» **EXERCISE**:
Would you please state how many lines in the entries contain the word "hair"? Only the number should be given.

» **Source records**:
★ ★ ★ ★ ★ ★ ★

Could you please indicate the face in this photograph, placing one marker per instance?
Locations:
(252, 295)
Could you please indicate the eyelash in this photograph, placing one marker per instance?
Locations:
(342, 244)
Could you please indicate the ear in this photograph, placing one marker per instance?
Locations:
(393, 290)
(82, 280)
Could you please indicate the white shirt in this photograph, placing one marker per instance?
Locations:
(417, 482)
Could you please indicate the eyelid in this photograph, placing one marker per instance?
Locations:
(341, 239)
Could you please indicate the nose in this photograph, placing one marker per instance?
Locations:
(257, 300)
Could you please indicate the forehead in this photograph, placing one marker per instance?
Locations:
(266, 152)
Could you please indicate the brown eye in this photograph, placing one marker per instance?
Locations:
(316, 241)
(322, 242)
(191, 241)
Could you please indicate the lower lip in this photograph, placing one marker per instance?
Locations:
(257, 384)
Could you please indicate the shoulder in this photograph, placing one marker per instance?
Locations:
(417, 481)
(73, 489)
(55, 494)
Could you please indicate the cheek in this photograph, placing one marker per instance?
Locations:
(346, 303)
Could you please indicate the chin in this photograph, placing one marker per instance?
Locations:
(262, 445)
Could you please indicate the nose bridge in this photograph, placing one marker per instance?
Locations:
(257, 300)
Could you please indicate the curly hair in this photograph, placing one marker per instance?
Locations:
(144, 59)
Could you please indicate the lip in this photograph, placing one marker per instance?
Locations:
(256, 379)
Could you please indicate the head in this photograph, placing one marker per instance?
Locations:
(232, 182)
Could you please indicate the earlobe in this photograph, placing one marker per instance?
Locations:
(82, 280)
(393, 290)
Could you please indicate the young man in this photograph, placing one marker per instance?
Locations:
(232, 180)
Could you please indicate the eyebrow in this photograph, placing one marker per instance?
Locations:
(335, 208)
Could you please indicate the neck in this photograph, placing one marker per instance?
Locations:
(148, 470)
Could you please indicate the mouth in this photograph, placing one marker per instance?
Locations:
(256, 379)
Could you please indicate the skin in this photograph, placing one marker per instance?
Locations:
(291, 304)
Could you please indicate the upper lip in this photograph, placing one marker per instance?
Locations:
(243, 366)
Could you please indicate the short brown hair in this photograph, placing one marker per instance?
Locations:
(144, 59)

★ ★ ★ ★ ★ ★ ★

» **TASK RESULT**:
2